<<<<

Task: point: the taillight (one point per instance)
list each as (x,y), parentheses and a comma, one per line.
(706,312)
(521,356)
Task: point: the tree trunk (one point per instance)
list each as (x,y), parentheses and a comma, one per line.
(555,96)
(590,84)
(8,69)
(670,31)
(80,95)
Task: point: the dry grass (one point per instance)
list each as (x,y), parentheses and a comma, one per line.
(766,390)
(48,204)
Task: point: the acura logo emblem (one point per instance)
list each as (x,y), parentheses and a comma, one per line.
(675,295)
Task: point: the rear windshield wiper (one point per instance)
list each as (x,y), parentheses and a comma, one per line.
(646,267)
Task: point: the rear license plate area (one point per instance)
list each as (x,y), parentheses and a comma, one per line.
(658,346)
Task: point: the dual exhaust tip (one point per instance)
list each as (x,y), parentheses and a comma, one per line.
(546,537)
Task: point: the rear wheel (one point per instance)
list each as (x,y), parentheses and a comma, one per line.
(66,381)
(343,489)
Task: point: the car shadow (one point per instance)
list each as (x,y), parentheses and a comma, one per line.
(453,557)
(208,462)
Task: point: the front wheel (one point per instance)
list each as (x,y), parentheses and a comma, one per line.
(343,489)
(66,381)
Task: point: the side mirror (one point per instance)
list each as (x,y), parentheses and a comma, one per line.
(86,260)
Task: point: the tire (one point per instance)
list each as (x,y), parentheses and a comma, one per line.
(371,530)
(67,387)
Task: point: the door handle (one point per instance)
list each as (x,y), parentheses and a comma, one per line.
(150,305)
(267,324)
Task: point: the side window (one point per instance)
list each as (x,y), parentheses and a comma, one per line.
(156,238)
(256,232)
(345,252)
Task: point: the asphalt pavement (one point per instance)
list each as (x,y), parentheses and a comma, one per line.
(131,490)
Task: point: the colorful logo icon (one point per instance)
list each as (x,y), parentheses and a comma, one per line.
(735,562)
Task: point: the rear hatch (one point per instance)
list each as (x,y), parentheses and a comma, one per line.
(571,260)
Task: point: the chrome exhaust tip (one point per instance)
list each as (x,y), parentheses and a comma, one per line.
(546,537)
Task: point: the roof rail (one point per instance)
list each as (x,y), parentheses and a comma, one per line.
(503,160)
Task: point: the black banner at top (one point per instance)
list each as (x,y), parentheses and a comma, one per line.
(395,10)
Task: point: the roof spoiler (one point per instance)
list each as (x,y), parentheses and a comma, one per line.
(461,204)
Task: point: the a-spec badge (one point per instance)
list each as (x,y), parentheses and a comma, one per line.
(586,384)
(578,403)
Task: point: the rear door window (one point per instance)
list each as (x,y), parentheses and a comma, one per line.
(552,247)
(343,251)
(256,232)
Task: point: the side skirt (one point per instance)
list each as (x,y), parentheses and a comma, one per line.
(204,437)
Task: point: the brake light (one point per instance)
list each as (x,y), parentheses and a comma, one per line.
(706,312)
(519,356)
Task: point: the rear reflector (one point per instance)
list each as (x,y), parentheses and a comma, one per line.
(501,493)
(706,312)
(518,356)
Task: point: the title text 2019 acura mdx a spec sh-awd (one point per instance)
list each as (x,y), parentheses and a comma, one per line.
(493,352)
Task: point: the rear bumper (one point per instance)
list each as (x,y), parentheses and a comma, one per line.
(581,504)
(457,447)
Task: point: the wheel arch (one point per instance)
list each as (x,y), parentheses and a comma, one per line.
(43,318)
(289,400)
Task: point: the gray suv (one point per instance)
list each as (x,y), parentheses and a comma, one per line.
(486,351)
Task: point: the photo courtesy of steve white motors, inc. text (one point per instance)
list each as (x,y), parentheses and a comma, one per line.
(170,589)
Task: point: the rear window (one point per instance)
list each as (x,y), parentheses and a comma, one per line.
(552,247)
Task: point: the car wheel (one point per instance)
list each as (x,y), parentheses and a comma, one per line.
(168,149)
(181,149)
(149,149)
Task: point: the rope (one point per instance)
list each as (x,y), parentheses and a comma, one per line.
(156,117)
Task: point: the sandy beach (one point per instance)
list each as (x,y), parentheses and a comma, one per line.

>>>>

**CHALLENGE**
Can you pull out the whole listing above and copy it verbatim, every line in its original order?

**EXERCISE RESPONSE**
Task: point: the taillight (one point per instance)
list each as (x,y), parentheses and a comma, one per line.
(706,312)
(521,356)
Task: point: the tree trunk (one point per instance)
list each as (x,y), parentheses and a comma, one per line.
(555,96)
(590,84)
(8,69)
(670,31)
(80,95)
Task: point: the dry grass (one point per instance)
list each as (x,y), parentheses and a comma, one per line.
(766,390)
(48,204)
Task: point: the acura logo emblem (one point per instance)
list each as (x,y), parentheses and a comma, one per line.
(675,295)
Task: point: the rear windshield wiper (one point per instance)
list each as (x,y), parentheses and a comma, one per line.
(646,267)
Task: point: the rear license plate area (one point per instance)
list each as (x,y), parentheses and a comma, one per line.
(658,346)
Task: point: the dual exhaust tip (one point per instance)
list each as (x,y), parentheses and a comma, one per line.
(546,537)
Task: point: the rear wheel (one point per instance)
list each as (x,y), parentheses and a comma, one per line.
(66,381)
(343,489)
Task: point: the car shadow (one point per instance)
list each as (x,y), parentheses and a comma, one per line.
(453,557)
(208,462)
Task: point: the front wheel (one point per instance)
list each as (x,y), parentheses and a comma, one per line.
(343,489)
(66,381)
Task: point: the side mirror (one point per instance)
list each as (x,y), parentheses and a comma, one per line.
(86,260)
Task: point: the tire (one point per instance)
list each as (x,y), parentheses and a comma, one per line.
(371,530)
(67,387)
Task: point: the door handle (one point per instance)
list each as (x,y), parentheses and a comma, one per line.
(150,305)
(267,324)
Task: point: the side window (one point per instance)
list each as (x,y), parentheses and a comma, one per line.
(156,238)
(256,232)
(345,252)
Task: point: the asphalt pavement (one point per instance)
list each as (x,y), parentheses and a comma, one per line.
(131,490)
Task: point: the colorful logo icon (one point per instance)
list each as (x,y), parentheses and a comma, one per line.
(735,562)
Task: point: the rear hatch (one point per instance)
list each as (x,y), parentheses and a comma, one per line.
(571,260)
Task: point: the chrome exhaust tip (one point per instance)
list each as (x,y), parentheses and a comma, one per line.
(546,537)
Task: point: the roof rail (one point per instance)
list each as (x,y), parentheses and a comma, one per line.
(503,160)
Task: point: the black banner at top (one point per instance)
list each as (x,y), parentheses and a comma, one per line.
(395,10)
Task: point: the roof spoiler (one point per instance)
list each as (x,y), parentheses and a comma, one per line.
(461,204)
Task: point: the a-spec badge (one point per instance)
list each as (x,y), parentheses and a comma, one per line.
(586,384)
(578,403)
Task: point: the rear door window (one point per instance)
list each as (x,y), parentheses and a comma, one per line.
(552,247)
(343,251)
(256,232)
Task: point: the side skirt (one point per instance)
list each as (x,y), parentheses and a comma, one per line.
(204,437)
Task: point: the brake light (one point per instance)
list each as (x,y), parentheses and a comma, one per line.
(706,312)
(519,356)
Task: point: the rear reflector (one point per instance)
list each as (x,y), parentheses and a comma, one per line.
(501,493)
(706,312)
(518,356)
Task: point: the title text 2019 acura mdx a spec sh-awd (one point per instance)
list each as (x,y), parentheses and a comma, one per line.
(493,352)
Task: point: the rear bumper (one point per instance)
list each as (x,y), parentheses and a comma, one per line.
(581,504)
(457,447)
Task: point: the wheel arch (one point per instance)
list each as (x,y), parentheses and a comma, one per line.
(43,318)
(289,400)
Task: point: the gray suv (one point per instance)
list each as (x,y), parentheses and a comma, one per line.
(486,351)
Task: point: the photo courtesy of steve white motors, inc. text (one point per instance)
list each as (x,y), parentheses and a comma, one per line.
(170,589)
Task: point: the rear window (one point per instance)
list each as (x,y), parentheses and a comma, one per line.
(552,247)
Task: point: the car wheel (one point per instance)
list each as (x,y), parentheses and a comma, one per line.
(168,149)
(181,149)
(149,149)
Task: point: the rope (one point per instance)
list each as (x,y), parentheses and a comma, one per line.
(156,117)
Task: point: the sandy beach (one point per instance)
list each as (x,y), parentheses and a comma, one per line.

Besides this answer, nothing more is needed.